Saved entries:
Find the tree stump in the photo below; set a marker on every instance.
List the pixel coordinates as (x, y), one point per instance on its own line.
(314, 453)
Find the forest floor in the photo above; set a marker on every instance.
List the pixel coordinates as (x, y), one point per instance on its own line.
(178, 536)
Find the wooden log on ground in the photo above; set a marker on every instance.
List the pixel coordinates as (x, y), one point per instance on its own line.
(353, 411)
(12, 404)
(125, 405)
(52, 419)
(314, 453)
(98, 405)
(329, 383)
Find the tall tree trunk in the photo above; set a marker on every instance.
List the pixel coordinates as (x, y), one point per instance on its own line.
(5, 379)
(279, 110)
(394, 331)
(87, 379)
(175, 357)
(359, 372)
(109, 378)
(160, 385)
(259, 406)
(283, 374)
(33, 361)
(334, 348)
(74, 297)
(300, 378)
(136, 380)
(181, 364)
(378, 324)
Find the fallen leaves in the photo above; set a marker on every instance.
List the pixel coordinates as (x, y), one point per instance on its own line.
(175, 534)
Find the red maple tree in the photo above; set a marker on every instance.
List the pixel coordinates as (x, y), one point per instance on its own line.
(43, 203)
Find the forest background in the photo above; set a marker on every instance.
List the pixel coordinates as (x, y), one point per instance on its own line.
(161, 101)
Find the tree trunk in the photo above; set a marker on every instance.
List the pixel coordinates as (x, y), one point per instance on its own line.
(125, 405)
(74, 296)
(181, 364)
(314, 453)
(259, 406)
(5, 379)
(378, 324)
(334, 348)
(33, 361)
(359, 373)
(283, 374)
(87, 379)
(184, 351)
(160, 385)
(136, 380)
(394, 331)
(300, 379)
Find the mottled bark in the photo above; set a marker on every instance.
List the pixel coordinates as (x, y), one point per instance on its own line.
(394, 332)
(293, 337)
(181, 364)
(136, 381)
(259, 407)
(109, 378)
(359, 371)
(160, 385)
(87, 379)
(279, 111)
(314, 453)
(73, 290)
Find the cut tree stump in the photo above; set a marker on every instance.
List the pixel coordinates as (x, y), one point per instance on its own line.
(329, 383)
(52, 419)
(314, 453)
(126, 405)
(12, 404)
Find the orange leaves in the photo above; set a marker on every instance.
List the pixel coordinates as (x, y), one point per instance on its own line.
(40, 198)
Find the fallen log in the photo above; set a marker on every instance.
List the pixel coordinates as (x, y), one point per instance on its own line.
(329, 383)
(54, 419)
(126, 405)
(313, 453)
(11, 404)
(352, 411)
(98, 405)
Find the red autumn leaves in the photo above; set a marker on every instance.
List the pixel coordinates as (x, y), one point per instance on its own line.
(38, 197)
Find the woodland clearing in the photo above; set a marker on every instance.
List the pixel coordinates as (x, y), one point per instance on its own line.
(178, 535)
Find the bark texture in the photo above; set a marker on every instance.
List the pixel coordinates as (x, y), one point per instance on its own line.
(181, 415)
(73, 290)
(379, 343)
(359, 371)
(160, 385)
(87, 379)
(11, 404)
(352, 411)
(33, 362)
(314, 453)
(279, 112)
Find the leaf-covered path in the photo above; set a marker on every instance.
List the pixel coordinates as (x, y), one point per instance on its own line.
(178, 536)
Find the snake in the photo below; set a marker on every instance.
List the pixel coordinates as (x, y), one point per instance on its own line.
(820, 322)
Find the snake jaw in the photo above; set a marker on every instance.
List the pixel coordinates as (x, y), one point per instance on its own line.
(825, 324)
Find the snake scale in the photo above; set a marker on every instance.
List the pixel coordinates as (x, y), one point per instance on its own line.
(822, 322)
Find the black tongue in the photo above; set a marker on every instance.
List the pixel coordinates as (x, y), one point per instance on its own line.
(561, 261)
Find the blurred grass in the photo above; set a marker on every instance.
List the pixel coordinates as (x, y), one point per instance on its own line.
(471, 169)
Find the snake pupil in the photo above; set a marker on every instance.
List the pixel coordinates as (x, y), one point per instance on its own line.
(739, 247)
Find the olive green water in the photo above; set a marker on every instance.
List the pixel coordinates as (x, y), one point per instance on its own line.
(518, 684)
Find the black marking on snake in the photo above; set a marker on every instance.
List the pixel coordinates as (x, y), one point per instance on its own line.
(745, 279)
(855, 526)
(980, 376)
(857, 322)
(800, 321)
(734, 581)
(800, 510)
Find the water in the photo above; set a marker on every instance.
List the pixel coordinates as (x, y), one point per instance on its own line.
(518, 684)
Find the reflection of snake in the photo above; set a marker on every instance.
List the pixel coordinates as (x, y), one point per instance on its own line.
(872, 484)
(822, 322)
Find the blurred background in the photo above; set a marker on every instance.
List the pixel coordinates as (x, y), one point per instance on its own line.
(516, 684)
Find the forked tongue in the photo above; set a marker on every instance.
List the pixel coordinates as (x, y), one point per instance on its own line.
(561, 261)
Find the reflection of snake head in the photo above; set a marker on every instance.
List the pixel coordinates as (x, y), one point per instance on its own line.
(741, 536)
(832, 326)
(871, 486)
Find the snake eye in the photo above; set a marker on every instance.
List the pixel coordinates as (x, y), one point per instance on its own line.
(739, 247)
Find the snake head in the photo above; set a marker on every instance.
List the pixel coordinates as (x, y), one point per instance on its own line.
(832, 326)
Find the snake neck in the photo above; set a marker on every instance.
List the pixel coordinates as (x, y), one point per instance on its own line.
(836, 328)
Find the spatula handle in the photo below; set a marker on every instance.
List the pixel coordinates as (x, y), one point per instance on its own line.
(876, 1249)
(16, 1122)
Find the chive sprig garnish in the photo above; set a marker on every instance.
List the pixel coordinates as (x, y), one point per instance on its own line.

Assigned task:
Only lines with the word "background" are needed. Copy them from the preceding records.

Response below:
Find the forest background in the photo above; set a marker on every instance.
Find the blurred background in the photo above; set a marker on every instance.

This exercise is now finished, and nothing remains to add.